◆ Trecho do texto
========
Não é que a natureza divina esteja infundida nos crentes. Nossa união com
Cristo é espiritual e pessoal — efetuada pela habitação do Espírito do Filho do
Pai.
Note, então,
o raro e delicado quadro que Jesus pinta para expressar a beleza e a intimidade
dessa união: ela envolve nada menos que o Pai e o Filho fazendo morada no
coração do crente (v. 23).
Significativamente,
Jesus não exige que os crentes façam uma dúzia de coisas — exceto crer e amar.
Pois esta é a percepção (“naquele dia vós conhecereis”; v. 20) da realidade e
da magnitude dessa união com Deus Trino através da união com Cristo que
transforma o pensamento, o sentimento, a disposição, o amor e,
consequentemente, as ações do crente. Nessa união, o Pai apara os ramos da
vinha para dar mais fruto (15:2). Na mesma união, o Filho guarda todos aqueles
que o Pai lhe deu (17:12).
========
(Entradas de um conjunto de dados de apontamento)
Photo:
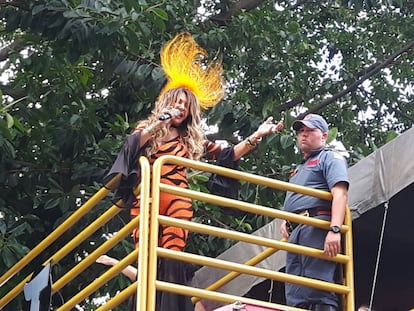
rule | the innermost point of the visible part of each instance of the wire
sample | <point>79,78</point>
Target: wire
<point>378,255</point>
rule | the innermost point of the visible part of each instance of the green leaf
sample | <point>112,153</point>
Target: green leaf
<point>10,120</point>
<point>160,13</point>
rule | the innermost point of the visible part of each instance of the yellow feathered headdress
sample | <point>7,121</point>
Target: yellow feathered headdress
<point>185,65</point>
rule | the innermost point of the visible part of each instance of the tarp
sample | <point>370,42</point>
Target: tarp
<point>380,198</point>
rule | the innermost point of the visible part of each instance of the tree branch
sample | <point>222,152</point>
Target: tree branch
<point>17,4</point>
<point>13,47</point>
<point>224,17</point>
<point>365,75</point>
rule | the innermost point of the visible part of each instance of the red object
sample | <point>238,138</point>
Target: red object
<point>239,306</point>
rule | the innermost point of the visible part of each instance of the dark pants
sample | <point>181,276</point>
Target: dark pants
<point>300,265</point>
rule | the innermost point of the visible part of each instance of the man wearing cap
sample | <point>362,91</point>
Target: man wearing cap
========
◆ Tarefa proposta 1
Responda às perguntas abaixo com base no trecho sobre a união com Cristo.
(a) Segundo o trecho, como é efetuada a união com Cristo?
(b) O que Jesus exige dos crentes?
(c) O que o Filho faz na mesma união?
◆ Tarefa proposta 2
Diga se cada afirmação concorda com o trecho sobre a união com Cristo e cite as palavras do texto que decidem a resposta.
(a) A natureza divina está infundida nos crentes.
(b) Nessa união, o Pai apara os ramos da vinha para que deem mais fruto.
(c) A união com Cristo é descrita como espiritual e pessoal.
◆ Tarefa proposta 3
Transcreva uma parte do trecho sobre a união com Cristo, começando nas palavras "Não é que a" e parando depois de "crente (v. 23).".

◆ Resposta correta 1
(a) Pela habitação do Espírito do Filho do Pai.
(b) Apenas que creiam e amem.
(c) Guarda todos aqueles que o Pai lhe deu.

◆ Resposta correta 2
(a) Não: "Não é que a natureza divina esteja infundida nos crentes."
(b) Sim: "o Pai apara os ramos da vinha para dar mais fruto".
(c) Sim: "Nossa união com Cristo é espiritual e pessoal".

◆ Resposta correta 3
Não é que a natureza divina esteja infundida nos crentes. Nossa união com
Cristo é espiritual e pessoal — efetuada pela habitação do Espírito do Filho do
Pai.
Note, então,
o raro e delicado quadro que Jesus pinta para expressar a beleza e a intimidade
dessa união: ela envolve nada menos que o Pai e o Filho fazendo morada no
coração do crente (v. 23).